● TASK INPUT
+---+
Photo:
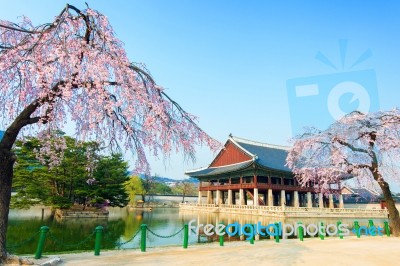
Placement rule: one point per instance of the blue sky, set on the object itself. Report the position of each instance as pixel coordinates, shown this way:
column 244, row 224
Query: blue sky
column 228, row 62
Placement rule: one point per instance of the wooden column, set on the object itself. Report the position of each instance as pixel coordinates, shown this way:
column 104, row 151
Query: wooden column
column 309, row 200
column 241, row 197
column 331, row 206
column 320, row 200
column 296, row 203
column 209, row 197
column 270, row 198
column 230, row 197
column 341, row 204
column 283, row 198
column 255, row 197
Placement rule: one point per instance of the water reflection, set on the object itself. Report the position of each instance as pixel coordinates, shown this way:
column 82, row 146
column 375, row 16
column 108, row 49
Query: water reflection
column 122, row 224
+---+
● AIM OF THE TASK
Retype the data above exactly, dropping every picture.

● ANSWER FOR THIS EXERCISE
Photo:
Placement rule: one point per instance of the blue sky, set on the object itself. Report the position of each instance as pixel coordinates, shown this way:
column 244, row 224
Query: blue sky
column 228, row 62
Placement rule: one point per instance of the wooden column, set on the object itself. Report the position of each instance as pixel coordinates, shown this way:
column 104, row 151
Query: wooden column
column 309, row 200
column 241, row 197
column 331, row 206
column 320, row 200
column 296, row 203
column 209, row 197
column 270, row 198
column 230, row 197
column 341, row 204
column 283, row 198
column 255, row 197
Placement rule: one point per instance of the water reflection, set on the object itself. Report the position of each instance as pixel coordinates, shown this way:
column 82, row 146
column 375, row 16
column 108, row 49
Query: water reflection
column 122, row 224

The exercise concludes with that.